Excerpt:

This years cases include the le Page case which shows the inherent dangers of the railway sidings, while the Scriven case shows how many railwaymen actually walked up and down the line in going to and from home. The Green case gives a vivid desciption of a navvy’s hut and basic sleeping arrangements. The Broadbere case gives some idea of the reluctance some people had to go ‘cap in hand’ to the relieving officer in order to obtain a medical order for the medical treatment so obviously needed, whilst the Stares case shows how potentially divisive can be the will of a deceased relative.
The Clarke case and Taylor case give us another common cause of death among the elderly, falling down the tight, narrow, slightly worn wooden stairway which many poor houses had. The Butler case reminds us of the obvious advise about not standing under a tree during a thunder storm.

Stored data
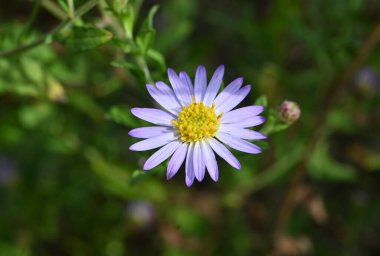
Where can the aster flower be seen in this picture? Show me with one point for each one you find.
(196, 122)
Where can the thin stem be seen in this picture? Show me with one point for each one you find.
(144, 66)
(48, 37)
(70, 3)
(331, 97)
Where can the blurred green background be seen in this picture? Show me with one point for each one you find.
(70, 186)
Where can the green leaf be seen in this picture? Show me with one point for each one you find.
(86, 38)
(323, 167)
(144, 40)
(147, 32)
(148, 22)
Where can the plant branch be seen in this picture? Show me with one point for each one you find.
(48, 37)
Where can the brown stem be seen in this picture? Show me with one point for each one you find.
(331, 97)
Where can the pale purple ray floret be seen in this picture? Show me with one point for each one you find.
(196, 122)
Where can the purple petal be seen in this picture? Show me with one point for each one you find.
(200, 83)
(199, 162)
(153, 115)
(176, 160)
(230, 89)
(213, 86)
(149, 132)
(241, 114)
(224, 153)
(186, 80)
(189, 166)
(181, 90)
(210, 160)
(154, 142)
(238, 144)
(161, 155)
(164, 99)
(257, 120)
(233, 100)
(241, 132)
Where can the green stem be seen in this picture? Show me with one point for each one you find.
(142, 64)
(47, 38)
(30, 21)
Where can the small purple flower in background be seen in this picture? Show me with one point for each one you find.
(8, 171)
(367, 81)
(196, 122)
(289, 112)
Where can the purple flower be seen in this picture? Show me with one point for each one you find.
(196, 122)
(289, 112)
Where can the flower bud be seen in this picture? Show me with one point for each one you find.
(289, 112)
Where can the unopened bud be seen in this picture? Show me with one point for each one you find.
(289, 112)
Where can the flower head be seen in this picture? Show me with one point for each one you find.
(196, 122)
(289, 112)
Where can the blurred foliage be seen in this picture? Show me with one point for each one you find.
(70, 186)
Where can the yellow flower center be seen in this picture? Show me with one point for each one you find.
(197, 122)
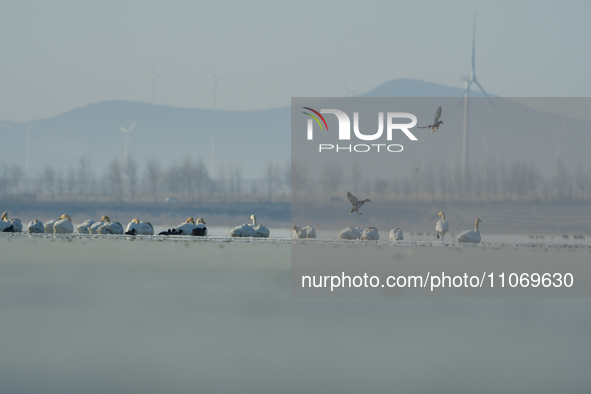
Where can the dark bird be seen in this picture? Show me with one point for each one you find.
(436, 122)
(356, 204)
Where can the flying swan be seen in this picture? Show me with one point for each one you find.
(441, 227)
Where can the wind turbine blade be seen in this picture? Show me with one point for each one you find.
(486, 94)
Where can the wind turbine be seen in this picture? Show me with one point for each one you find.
(348, 91)
(153, 81)
(215, 88)
(127, 137)
(468, 83)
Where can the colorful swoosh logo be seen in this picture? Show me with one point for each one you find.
(315, 118)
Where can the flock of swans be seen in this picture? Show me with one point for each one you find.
(64, 225)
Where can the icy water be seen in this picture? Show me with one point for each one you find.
(105, 314)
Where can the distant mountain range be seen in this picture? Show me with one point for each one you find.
(245, 139)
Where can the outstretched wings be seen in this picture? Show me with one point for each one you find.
(352, 198)
(437, 116)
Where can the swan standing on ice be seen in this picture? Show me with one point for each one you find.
(396, 234)
(350, 233)
(303, 232)
(4, 223)
(243, 230)
(441, 227)
(187, 227)
(355, 203)
(471, 236)
(109, 227)
(260, 230)
(134, 225)
(93, 229)
(200, 230)
(83, 227)
(36, 227)
(64, 225)
(147, 228)
(48, 226)
(16, 224)
(370, 234)
(436, 122)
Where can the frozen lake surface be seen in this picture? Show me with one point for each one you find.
(107, 314)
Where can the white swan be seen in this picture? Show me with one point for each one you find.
(396, 234)
(134, 225)
(298, 232)
(303, 232)
(64, 225)
(370, 234)
(16, 224)
(109, 227)
(36, 227)
(350, 233)
(243, 230)
(259, 229)
(187, 227)
(200, 229)
(93, 229)
(4, 223)
(83, 227)
(471, 236)
(441, 227)
(48, 226)
(147, 228)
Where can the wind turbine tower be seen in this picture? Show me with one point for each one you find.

How to complete this task:
Please reproduce word for word everything in the passage on this year's cases from "This years cases" down to "a thunder storm.".

Result:
This years cases include the le Page case which shows the inherent dangers of the railway sidings, while the Scriven case shows how many railwaymen actually walked up and down the line in going to and from home. The Green case gives a vivid desciption of a navvy’s hut and basic sleeping arrangements. The Broadbere case gives some idea of the reluctance some people had to go ‘cap in hand’ to the relieving officer in order to obtain a medical order for the medical treatment so obviously needed, whilst the Stares case shows how potentially divisive can be the will of a deceased relative.
The Clarke case and Taylor case give us another common cause of death among the elderly, falling down the tight, narrow, slightly worn wooden stairway which many poor houses had. The Butler case reminds us of the obvious advise about not standing under a tree during a thunder storm.